— BEGIN Material —
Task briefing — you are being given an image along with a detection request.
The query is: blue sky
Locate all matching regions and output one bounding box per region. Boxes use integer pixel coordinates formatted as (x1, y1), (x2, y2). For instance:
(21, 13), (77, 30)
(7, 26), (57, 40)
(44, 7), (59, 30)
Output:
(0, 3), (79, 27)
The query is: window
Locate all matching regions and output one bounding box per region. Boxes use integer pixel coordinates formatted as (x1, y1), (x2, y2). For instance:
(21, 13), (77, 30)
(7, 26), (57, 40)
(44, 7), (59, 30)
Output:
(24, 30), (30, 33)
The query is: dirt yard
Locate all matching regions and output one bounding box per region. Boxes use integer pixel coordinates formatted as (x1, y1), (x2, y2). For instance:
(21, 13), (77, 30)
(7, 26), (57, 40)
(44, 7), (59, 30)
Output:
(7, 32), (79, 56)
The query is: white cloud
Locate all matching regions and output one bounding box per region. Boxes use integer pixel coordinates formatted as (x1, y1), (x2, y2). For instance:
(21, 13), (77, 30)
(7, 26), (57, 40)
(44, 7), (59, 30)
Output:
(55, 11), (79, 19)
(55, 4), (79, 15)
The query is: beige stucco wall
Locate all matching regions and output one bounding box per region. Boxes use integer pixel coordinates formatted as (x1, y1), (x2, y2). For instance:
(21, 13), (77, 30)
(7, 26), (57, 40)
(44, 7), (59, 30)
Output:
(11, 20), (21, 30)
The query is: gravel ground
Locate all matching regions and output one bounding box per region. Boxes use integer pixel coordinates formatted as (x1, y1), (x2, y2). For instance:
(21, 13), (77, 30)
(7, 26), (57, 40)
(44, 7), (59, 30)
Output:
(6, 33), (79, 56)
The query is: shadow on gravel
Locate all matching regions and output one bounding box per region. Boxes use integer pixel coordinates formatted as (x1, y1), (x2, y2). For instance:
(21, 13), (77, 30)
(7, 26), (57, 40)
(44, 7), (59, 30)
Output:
— END Material —
Copy the entries above word for word, reproducing every line as it stands.

Task briefing — you are being given an image along with a detection request.
The query is: blue sky
Locate all matching regions and output one bounding box per region. Boxes use integer pixel coordinates formatted as (x1, y1), (x2, y2). For instance:
(21, 13), (77, 30)
(7, 26), (57, 40)
(44, 7), (59, 30)
Output:
(0, 3), (79, 27)
The query is: window
Locate all matching regions and output one bounding box per region. Boxes use integer pixel coordinates formatted as (x1, y1), (x2, y2). For instance:
(21, 13), (77, 30)
(7, 26), (57, 40)
(44, 7), (59, 30)
Output:
(24, 30), (30, 33)
The query is: dirt yard
Locate all matching regions and output one bounding box per region. Boxes use integer pixel coordinates formatted as (x1, y1), (x2, y2). For instance:
(21, 13), (77, 30)
(7, 26), (57, 40)
(44, 7), (59, 30)
Output:
(7, 32), (79, 56)
The query is: white cloud
Locate all matching regions and output one bounding box per region. Boxes use integer pixel coordinates formatted as (x1, y1), (x2, y2). For instance:
(21, 13), (77, 30)
(7, 26), (57, 40)
(44, 7), (59, 30)
Output:
(55, 11), (79, 19)
(55, 4), (79, 15)
The query is: beige stucco wall
Locate all matching regions and output one bounding box per region. Boxes use integer pixel coordinates formatted as (x1, y1), (x2, y2). For instance:
(21, 13), (77, 30)
(7, 26), (57, 40)
(44, 7), (59, 30)
Output:
(11, 20), (21, 30)
The query is: gravel ground
Locate all matching regions and output one bounding box per region. Boxes use integer pixel coordinates formatted as (x1, y1), (x2, y2). For instance:
(21, 13), (77, 30)
(7, 26), (57, 40)
(44, 7), (59, 30)
Output:
(6, 33), (79, 56)
The query is: shadow on gravel
Locate all matching regions and output one bounding box per region. Boxes use integer pixel coordinates formatted as (x1, y1), (x2, y2). For instance:
(21, 13), (77, 30)
(7, 26), (57, 40)
(44, 7), (59, 30)
Output:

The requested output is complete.